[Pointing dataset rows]
+--

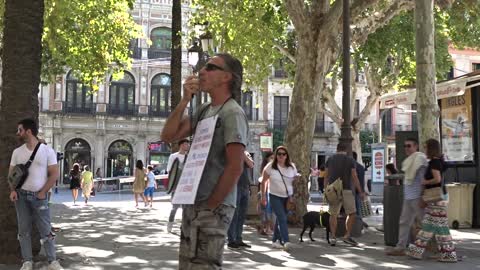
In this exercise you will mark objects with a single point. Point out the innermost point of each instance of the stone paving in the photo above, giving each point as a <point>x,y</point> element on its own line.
<point>112,234</point>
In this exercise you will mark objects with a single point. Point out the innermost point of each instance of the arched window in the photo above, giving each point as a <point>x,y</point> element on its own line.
<point>160,95</point>
<point>120,159</point>
<point>78,99</point>
<point>122,96</point>
<point>161,38</point>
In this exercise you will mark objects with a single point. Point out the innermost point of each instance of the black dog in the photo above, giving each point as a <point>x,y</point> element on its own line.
<point>313,219</point>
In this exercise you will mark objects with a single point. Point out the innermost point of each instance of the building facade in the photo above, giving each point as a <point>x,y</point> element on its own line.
<point>121,123</point>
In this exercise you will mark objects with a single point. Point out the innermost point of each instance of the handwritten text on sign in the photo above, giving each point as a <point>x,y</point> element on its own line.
<point>197,157</point>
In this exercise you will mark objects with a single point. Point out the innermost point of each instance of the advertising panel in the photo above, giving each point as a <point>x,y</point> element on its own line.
<point>266,141</point>
<point>378,163</point>
<point>457,139</point>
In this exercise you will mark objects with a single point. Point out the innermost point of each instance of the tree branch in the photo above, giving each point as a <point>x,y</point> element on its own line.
<point>335,118</point>
<point>318,9</point>
<point>298,13</point>
<point>286,53</point>
<point>365,25</point>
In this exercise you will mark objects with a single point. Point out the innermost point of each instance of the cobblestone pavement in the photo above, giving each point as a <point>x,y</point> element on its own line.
<point>112,234</point>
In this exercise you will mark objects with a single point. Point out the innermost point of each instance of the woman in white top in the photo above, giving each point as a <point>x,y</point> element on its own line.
<point>278,176</point>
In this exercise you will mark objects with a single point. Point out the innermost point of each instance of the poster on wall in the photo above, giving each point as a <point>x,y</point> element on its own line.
<point>378,162</point>
<point>457,139</point>
<point>266,141</point>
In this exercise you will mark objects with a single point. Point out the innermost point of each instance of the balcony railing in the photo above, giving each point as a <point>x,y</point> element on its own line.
<point>325,127</point>
<point>136,53</point>
<point>122,110</point>
<point>277,124</point>
<point>87,108</point>
<point>157,111</point>
<point>158,53</point>
<point>280,73</point>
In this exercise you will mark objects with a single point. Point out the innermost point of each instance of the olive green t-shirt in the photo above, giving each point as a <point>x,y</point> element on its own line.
<point>231,127</point>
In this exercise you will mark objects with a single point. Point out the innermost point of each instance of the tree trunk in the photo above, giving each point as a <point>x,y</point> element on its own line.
<point>428,111</point>
<point>309,76</point>
<point>176,60</point>
<point>21,64</point>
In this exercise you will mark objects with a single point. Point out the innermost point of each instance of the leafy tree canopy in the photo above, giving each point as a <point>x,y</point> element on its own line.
<point>260,34</point>
<point>249,29</point>
<point>89,36</point>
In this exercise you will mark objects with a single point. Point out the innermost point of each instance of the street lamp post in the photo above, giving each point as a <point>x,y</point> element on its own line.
<point>346,128</point>
<point>198,57</point>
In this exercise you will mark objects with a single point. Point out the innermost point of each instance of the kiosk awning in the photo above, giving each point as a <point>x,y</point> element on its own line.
<point>445,89</point>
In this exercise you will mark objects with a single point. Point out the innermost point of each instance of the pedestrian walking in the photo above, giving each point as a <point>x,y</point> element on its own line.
<point>75,177</point>
<point>139,183</point>
<point>278,176</point>
<point>30,198</point>
<point>87,183</point>
<point>181,155</point>
<point>205,223</point>
<point>98,176</point>
<point>435,220</point>
<point>414,167</point>
<point>151,186</point>
<point>235,230</point>
<point>321,178</point>
<point>265,211</point>
<point>341,166</point>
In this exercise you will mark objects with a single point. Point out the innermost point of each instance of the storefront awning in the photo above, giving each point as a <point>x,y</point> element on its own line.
<point>445,89</point>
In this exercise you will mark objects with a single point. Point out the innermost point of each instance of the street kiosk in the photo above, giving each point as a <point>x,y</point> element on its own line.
<point>459,101</point>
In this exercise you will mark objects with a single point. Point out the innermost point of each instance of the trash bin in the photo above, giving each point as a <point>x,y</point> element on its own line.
<point>392,207</point>
<point>476,207</point>
<point>460,205</point>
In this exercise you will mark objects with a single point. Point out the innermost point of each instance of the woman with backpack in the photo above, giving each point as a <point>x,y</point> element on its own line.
<point>75,176</point>
<point>278,176</point>
<point>435,221</point>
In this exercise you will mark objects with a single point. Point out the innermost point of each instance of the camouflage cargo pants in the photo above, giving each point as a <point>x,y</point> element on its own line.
<point>203,234</point>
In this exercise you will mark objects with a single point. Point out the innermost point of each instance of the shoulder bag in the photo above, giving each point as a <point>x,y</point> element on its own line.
<point>19,174</point>
<point>290,205</point>
<point>434,194</point>
<point>334,191</point>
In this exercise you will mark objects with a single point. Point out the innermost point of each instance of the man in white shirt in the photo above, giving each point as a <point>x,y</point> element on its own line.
<point>184,146</point>
<point>30,199</point>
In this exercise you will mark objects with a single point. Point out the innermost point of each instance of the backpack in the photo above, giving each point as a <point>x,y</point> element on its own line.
<point>334,191</point>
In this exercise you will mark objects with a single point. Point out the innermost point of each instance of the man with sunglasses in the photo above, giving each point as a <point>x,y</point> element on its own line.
<point>205,223</point>
<point>343,166</point>
<point>30,199</point>
<point>414,167</point>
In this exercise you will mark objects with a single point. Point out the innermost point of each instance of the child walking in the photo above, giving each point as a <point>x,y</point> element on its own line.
<point>151,186</point>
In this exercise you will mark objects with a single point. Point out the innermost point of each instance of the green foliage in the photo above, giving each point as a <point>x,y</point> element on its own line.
<point>248,29</point>
<point>89,36</point>
<point>462,22</point>
<point>393,47</point>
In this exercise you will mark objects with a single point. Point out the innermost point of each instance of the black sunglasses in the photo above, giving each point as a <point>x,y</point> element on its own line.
<point>211,67</point>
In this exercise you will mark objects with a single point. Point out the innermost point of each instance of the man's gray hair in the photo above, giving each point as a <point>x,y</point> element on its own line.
<point>234,66</point>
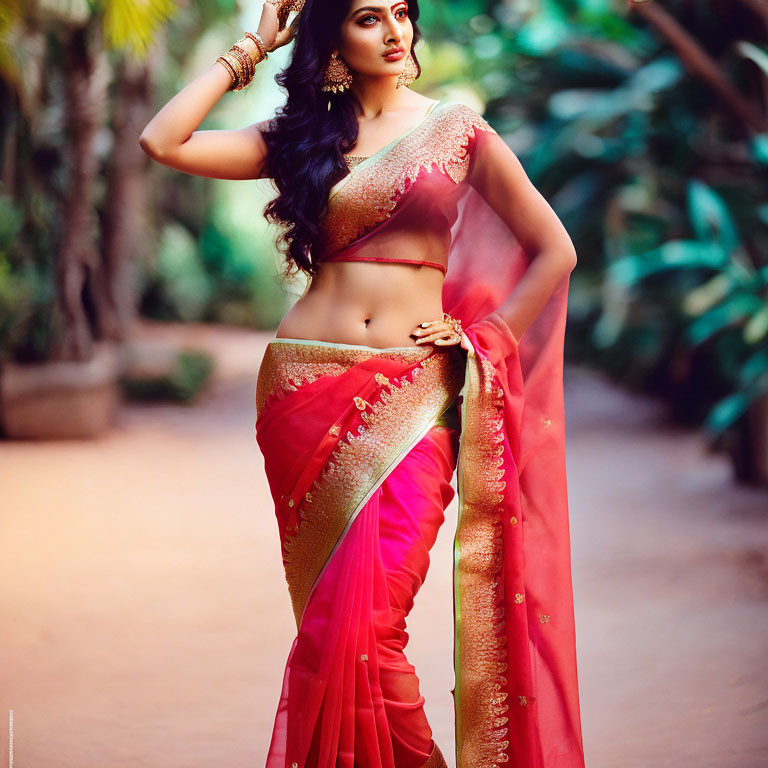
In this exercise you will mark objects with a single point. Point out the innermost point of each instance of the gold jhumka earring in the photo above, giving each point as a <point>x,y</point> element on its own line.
<point>337,76</point>
<point>410,71</point>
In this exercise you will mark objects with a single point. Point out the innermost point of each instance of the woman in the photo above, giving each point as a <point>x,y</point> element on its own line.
<point>412,218</point>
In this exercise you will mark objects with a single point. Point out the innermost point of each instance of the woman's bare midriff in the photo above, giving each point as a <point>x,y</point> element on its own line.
<point>375,304</point>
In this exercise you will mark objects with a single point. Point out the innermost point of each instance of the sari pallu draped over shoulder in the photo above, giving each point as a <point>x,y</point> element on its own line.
<point>516,690</point>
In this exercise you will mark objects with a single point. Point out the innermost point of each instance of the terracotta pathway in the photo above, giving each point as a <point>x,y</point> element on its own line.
<point>145,618</point>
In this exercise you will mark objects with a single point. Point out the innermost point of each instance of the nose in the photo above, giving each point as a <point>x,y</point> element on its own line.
<point>393,30</point>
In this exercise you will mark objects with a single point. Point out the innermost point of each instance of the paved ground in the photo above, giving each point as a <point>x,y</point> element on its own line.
<point>145,618</point>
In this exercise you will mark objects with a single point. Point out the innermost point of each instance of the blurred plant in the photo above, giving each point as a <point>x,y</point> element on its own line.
<point>729,301</point>
<point>190,376</point>
<point>628,117</point>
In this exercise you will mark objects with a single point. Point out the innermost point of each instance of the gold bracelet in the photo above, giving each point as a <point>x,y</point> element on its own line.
<point>240,64</point>
<point>246,61</point>
<point>454,322</point>
<point>232,73</point>
<point>259,43</point>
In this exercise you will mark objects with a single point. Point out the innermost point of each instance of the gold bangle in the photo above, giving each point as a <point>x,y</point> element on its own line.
<point>454,322</point>
<point>259,43</point>
<point>247,62</point>
<point>221,60</point>
<point>238,67</point>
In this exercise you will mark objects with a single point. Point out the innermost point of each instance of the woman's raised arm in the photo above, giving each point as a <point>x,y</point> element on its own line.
<point>172,138</point>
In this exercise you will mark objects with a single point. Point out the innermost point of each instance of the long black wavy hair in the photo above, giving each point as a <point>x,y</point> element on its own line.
<point>306,140</point>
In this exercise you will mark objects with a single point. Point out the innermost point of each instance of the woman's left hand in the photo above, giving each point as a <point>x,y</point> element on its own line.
<point>436,331</point>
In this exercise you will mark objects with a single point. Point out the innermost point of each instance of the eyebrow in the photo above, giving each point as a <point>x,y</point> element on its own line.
<point>379,8</point>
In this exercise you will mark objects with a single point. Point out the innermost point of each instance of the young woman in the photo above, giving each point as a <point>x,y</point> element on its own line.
<point>430,337</point>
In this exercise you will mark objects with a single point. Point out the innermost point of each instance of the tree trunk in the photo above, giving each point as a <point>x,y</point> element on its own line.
<point>124,221</point>
<point>86,76</point>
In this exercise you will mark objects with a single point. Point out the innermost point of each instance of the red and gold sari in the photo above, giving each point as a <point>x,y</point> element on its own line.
<point>360,446</point>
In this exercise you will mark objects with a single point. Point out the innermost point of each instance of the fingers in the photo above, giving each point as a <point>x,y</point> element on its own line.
<point>437,332</point>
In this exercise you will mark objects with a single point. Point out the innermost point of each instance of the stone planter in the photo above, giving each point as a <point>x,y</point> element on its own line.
<point>748,445</point>
<point>757,419</point>
<point>59,400</point>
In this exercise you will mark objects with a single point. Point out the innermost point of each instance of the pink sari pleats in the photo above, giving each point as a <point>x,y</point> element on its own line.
<point>350,697</point>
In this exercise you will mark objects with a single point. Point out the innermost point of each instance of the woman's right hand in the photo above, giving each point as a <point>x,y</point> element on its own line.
<point>272,29</point>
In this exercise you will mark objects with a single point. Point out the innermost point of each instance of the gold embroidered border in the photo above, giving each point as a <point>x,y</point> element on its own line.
<point>371,193</point>
<point>400,417</point>
<point>480,654</point>
<point>287,365</point>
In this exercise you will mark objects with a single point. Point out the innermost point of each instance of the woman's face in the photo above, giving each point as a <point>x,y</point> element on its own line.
<point>370,29</point>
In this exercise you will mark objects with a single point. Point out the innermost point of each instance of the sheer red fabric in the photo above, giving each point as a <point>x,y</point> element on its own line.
<point>442,192</point>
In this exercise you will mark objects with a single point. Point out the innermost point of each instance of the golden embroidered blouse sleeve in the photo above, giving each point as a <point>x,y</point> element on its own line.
<point>370,194</point>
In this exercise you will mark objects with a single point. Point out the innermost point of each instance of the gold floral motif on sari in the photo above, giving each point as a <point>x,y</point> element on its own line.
<point>369,194</point>
<point>287,366</point>
<point>480,664</point>
<point>392,425</point>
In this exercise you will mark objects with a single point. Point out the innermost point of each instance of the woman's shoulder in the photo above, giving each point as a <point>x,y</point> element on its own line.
<point>461,119</point>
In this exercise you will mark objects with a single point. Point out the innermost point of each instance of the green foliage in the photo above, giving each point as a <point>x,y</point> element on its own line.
<point>730,294</point>
<point>189,377</point>
<point>659,185</point>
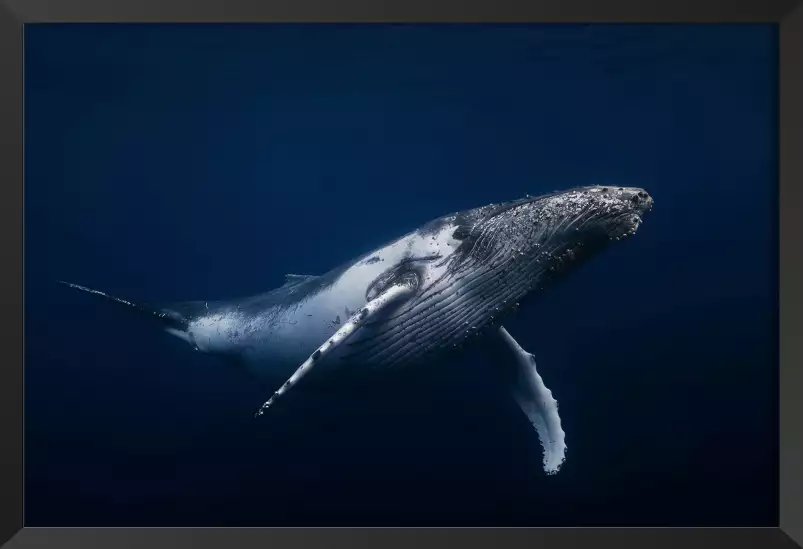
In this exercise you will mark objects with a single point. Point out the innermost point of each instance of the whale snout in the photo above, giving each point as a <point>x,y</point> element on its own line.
<point>639,198</point>
<point>632,196</point>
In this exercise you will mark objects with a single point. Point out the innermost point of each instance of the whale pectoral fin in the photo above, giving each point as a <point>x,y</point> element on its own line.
<point>536,401</point>
<point>376,305</point>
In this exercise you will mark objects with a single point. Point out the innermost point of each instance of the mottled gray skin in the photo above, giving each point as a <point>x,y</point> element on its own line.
<point>469,268</point>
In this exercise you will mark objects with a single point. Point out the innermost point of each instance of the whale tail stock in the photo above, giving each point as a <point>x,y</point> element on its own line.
<point>168,318</point>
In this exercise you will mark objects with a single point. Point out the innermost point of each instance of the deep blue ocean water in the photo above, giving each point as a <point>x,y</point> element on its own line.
<point>166,163</point>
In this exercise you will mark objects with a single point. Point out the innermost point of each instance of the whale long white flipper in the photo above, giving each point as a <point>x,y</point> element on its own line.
<point>370,309</point>
<point>536,401</point>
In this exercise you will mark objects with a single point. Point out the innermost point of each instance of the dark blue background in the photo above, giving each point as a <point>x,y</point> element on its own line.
<point>166,163</point>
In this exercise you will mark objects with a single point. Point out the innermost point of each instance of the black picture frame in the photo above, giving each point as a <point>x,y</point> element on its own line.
<point>788,14</point>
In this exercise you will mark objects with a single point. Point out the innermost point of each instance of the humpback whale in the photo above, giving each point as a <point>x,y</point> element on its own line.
<point>450,282</point>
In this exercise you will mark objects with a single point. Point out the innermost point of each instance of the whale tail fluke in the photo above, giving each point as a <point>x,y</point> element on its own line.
<point>168,318</point>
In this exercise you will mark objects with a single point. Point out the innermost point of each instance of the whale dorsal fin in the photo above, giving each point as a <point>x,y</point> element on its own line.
<point>293,279</point>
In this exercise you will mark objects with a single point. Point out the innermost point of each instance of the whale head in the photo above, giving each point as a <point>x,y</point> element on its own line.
<point>472,267</point>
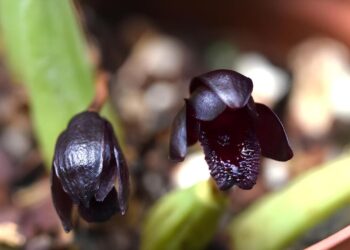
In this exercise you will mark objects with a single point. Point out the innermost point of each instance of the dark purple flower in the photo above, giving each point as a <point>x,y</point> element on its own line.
<point>233,130</point>
<point>87,163</point>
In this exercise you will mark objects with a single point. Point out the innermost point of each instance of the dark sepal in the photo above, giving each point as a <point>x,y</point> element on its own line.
<point>233,88</point>
<point>272,137</point>
<point>62,203</point>
<point>100,211</point>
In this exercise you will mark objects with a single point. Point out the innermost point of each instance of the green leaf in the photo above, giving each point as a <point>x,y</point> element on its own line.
<point>278,219</point>
<point>46,50</point>
<point>183,219</point>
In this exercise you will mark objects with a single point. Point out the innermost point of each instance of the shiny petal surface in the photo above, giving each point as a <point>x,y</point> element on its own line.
<point>231,149</point>
<point>100,211</point>
<point>272,137</point>
<point>206,104</point>
<point>79,156</point>
<point>233,88</point>
<point>62,203</point>
<point>109,172</point>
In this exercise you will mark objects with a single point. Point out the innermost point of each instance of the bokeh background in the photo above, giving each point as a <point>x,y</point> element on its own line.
<point>297,54</point>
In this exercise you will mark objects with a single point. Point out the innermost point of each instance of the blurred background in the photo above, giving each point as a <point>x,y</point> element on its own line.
<point>296,53</point>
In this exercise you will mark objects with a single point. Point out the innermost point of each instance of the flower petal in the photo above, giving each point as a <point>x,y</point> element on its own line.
<point>122,178</point>
<point>79,156</point>
<point>62,203</point>
<point>272,137</point>
<point>206,104</point>
<point>184,132</point>
<point>109,172</point>
<point>233,88</point>
<point>231,149</point>
<point>100,211</point>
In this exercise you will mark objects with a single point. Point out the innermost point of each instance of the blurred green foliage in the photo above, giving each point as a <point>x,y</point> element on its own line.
<point>47,52</point>
<point>278,219</point>
<point>184,219</point>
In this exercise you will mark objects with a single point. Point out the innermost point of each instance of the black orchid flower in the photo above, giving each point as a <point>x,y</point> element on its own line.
<point>87,163</point>
<point>233,130</point>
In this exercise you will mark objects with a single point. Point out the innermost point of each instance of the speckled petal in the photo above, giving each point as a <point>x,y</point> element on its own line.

+--

▶ [Exercise instructions] Rewrite the rows beginning with the line that contains "of the eyebrow" and continuing through the line that contains "<point>360,446</point>", changing every "innermost" to "central" and leaving everything else unchanged.

▶ [Output below]
In this exercise you will mark objects with a single point. Point out the central point of each instance of the eyebrow in the photo above, giving each point as a <point>x,y</point> element on its own line.
<point>379,8</point>
In this exercise you will mark objects with a single point. Point out the central point of each instance of the young woman in the photo above, giving each point as a <point>x,y</point> element on its own line.
<point>430,337</point>
In this exercise you will mark objects with a single point. Point out the central point of each instance of the tree trunk in the photo above, giving each point as a <point>x,y</point> element on its own line.
<point>124,221</point>
<point>86,76</point>
In this exercise you will mark objects with a single point. Point out the central point of each instance of the red and gold sari in the photo above, giving each point as a <point>x,y</point> element on its own line.
<point>360,446</point>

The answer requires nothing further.